--- DIRECTIONS ---
What is needed here is an exact reprint of every record below.

--- DATA TO EXAMINE ---
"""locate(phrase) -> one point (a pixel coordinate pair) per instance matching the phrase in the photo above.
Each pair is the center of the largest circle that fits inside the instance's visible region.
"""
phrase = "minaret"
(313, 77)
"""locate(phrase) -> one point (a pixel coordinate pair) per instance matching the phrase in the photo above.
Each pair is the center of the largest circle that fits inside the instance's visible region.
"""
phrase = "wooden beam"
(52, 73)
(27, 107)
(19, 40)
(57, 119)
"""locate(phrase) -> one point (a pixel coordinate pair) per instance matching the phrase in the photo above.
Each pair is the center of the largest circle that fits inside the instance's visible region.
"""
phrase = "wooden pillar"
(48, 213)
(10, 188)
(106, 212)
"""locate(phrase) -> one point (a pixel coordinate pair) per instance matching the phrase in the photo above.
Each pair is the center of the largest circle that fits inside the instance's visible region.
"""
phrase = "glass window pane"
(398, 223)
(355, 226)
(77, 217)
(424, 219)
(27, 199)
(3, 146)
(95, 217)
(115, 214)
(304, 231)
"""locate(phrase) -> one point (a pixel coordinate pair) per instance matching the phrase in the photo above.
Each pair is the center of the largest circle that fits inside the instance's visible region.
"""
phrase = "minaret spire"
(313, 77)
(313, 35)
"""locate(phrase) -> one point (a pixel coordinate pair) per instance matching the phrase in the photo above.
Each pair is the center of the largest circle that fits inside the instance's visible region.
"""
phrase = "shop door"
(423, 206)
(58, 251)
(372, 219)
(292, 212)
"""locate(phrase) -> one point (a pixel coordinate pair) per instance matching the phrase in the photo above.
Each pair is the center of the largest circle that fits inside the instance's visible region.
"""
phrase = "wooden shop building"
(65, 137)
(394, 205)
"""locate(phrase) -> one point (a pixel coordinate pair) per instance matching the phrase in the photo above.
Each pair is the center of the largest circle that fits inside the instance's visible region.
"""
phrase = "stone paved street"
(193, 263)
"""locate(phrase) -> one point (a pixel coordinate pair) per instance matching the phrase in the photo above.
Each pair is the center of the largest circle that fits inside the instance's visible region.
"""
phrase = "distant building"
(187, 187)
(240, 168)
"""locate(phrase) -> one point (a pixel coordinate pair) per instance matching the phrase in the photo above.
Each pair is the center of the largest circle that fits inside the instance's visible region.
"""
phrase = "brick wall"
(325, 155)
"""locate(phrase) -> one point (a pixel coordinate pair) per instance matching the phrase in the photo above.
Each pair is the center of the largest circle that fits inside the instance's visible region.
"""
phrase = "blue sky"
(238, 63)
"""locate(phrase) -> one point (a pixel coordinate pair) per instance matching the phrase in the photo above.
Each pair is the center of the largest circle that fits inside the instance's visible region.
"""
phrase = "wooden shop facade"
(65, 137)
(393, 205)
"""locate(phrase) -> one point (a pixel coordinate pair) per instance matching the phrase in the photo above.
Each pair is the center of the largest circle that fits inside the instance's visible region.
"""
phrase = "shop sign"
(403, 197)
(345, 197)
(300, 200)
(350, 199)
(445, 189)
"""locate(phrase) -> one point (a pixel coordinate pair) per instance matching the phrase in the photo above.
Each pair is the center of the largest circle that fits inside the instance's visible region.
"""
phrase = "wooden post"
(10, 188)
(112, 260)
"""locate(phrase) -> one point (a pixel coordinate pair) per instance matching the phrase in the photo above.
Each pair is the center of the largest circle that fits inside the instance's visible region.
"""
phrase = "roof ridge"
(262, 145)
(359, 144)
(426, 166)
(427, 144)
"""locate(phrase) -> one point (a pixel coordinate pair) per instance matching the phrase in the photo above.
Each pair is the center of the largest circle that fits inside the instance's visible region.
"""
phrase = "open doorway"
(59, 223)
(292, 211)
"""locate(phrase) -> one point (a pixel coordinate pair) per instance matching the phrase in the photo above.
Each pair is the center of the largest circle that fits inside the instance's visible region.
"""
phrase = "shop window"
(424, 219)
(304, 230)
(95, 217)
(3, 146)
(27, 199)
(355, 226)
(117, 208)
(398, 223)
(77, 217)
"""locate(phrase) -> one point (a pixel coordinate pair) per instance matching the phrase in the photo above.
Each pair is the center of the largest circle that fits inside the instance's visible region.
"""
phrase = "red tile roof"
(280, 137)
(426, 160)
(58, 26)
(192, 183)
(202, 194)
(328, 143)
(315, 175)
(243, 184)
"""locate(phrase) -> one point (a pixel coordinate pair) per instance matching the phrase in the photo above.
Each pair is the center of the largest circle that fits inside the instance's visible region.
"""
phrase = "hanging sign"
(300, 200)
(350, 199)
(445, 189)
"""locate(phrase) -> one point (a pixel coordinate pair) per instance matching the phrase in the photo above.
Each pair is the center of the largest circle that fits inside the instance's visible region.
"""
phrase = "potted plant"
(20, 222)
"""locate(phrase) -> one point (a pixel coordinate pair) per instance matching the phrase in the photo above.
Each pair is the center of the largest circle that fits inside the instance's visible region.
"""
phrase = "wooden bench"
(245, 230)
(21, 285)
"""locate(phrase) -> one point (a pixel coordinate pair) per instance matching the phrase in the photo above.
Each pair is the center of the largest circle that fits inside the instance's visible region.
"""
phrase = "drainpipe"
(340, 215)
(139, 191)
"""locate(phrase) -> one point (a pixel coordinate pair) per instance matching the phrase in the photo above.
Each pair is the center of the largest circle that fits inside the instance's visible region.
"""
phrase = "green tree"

--- ANSWER BOX ---
"""locate(phrase) -> one point (a pixel coordinate pair) per instance matching the phrase in the photo above.
Each pair is the center of the largest circle that fits inside the instance's visible region.
"""
phrase = "minaret"
(313, 77)
"""locate(phrase) -> one point (a pixel coordinate pair) per instance matching the phrase in the photo above.
Each pair is the center of the largest circle that fits inside the instance's visible region.
"""
phrase = "wooden beam"
(52, 73)
(27, 107)
(19, 40)
(57, 119)
"""locate(phrase) -> one point (a pixel coordinate pair) per instance matching the phrase in the photo above.
Each pair is the center of the largest circle that fits inside the instance's visible region.
"""
phrase = "wooden pillar"
(48, 213)
(10, 188)
(106, 212)
"""locate(phrase) -> one point (a pixel coordinate pair) per instance matching the phrase in the photo above.
Each pair is the center of the largest circle that fits inside the instance's visible region.
"""
phrase = "glass window pane"
(398, 223)
(355, 226)
(77, 217)
(424, 219)
(27, 199)
(3, 146)
(95, 217)
(115, 214)
(304, 231)
"""locate(phrase) -> one point (a pixel coordinate pair) per instance matching the phrase in the photo above.
Each pair is the center of the largest circle that fits inside the instance's visible region.
"""
phrase = "minaret spire"
(313, 77)
(313, 35)
"""locate(phrase) -> one point (a pixel coordinate pair) per instance matching the phrase in the photo above.
Each pair is the center of the largest circle that fits inside the instance's visible region.
"""
phrase = "shop door"
(423, 206)
(58, 251)
(372, 219)
(292, 212)
"""locate(phrase) -> one point (a pixel coordinate pair) per instance matching the phrase in the photo above.
Each pair is the center of the largest circle that fits inside the instance's visible region.
"""
phrase = "wooden shop building"
(65, 137)
(394, 205)
"""locate(phrase) -> one point (a pixel coordinate pair) per instance matching the phrase in the photo above.
Each pair is the center of the largest circle that fits inside the instance's visible region.
"""
phrase = "stone paved street"
(193, 263)
"""locate(phrase) -> one point (a pixel coordinate pair) per instance matching the phrase in the photo above.
Each pair is the center of the largest circle that fits inside the instance's visible region.
"""
phrase = "distant building"
(187, 187)
(240, 168)
"""locate(phrase) -> one point (a pixel coordinate pair) per instance matching the phrase in the photo above.
Each pair is the center of the largest circle that fits inside the instance's visible region.
"""
phrase = "brick wall"
(325, 155)
"""locate(phrase) -> one point (a pixel coordinate pair) per instance matching the phrase in the photo above.
Each pair is the center of the largest circle that fits inside the instance's visible region.
"""
phrase = "blue sky"
(238, 63)
"""locate(phrase) -> one point (a pixel coordinate pair) per instance matching the phrase in the photo above.
Each pair is the center of the largest circle that fits inside the instance's visible region.
"""
phrase = "wooden shop facade"
(65, 137)
(393, 205)
"""locate(phrase) -> one point (a pixel coordinate pair) per instance matching the phrase in the photo above.
Each pair is the center of the largest circle that fits inside the instance's visible region.
"""
phrase = "shop sign"
(403, 197)
(345, 197)
(300, 200)
(350, 199)
(445, 189)
"""locate(phrase) -> one point (a pixel coordinate pair) per instance matching the phrase in the photo above.
Each pair is the center of the largest circle that fits inside the instance's visible region.
"""
phrase = "wooden post"
(10, 188)
(112, 260)
"""locate(phrase) -> one point (a pixel coordinate pair) per instance matching the phrase in the photo above.
Each pair is the center of the largest circle that fits inside the instance's visible region.
"""
phrase = "roof ridge"
(262, 145)
(359, 144)
(426, 166)
(427, 144)
"""locate(phrase) -> one point (a pixel coordinate pair) per instance matching the phrase in the photo above.
Each pair is the center of the largest circle that fits inside the instance's visible region.
"""
phrase = "open doorway"
(59, 223)
(292, 211)
"""locate(phrase) -> one point (a pixel coordinate pair) per instance matching the phrase in the photo above.
Each pair is the center of the largest circle that fits inside the instance's visible region.
"""
phrase = "shop window"
(424, 219)
(304, 230)
(95, 217)
(3, 146)
(27, 199)
(355, 226)
(117, 208)
(398, 223)
(77, 217)
"""locate(phrase) -> one point (a pixel coordinate pair) per instance matching the phrase in the photo above.
Each pair is the center of the largest circle that fits inside the instance's visible region.
"""
phrase = "red tile roof"
(280, 137)
(426, 160)
(58, 26)
(192, 183)
(202, 194)
(328, 143)
(315, 175)
(243, 184)
"""locate(phrase) -> one point (a pixel coordinate pair) per instance matching the phrase in the photo above.
Each pair is the center of the largest circle that fits inside the instance's visible region.
"""
phrase = "hanging sign"
(300, 200)
(350, 199)
(445, 189)
"""locate(phrase) -> one point (a pixel coordinate pair) per instance matching the phrase in the photo above.
Each pair is the center of the largest circle that fits inside the instance's visible region.
"""
phrase = "potted plant"
(20, 222)
"""locate(phrase) -> one point (a pixel coordinate pair) per instance matching the phrase in the photo above.
Each pair is the center of the largest circle that fits inside the instance's visible region.
"""
phrase = "wooden bench"
(245, 230)
(21, 285)
"""locate(phrase) -> one point (a pixel coordinate pair) per instance matching the phrase in the photo above.
Each pair is the center of the largest circle that fits inside the instance's visible region.
"""
phrase = "drainpipe"
(340, 215)
(139, 191)
"""locate(phrase) -> one point (a pixel coordinate pair) per instance matching the phrase in the photo above.
Each pair is the center of the largest circle that fits inside the instance's visible region.
"""
phrase = "green tree"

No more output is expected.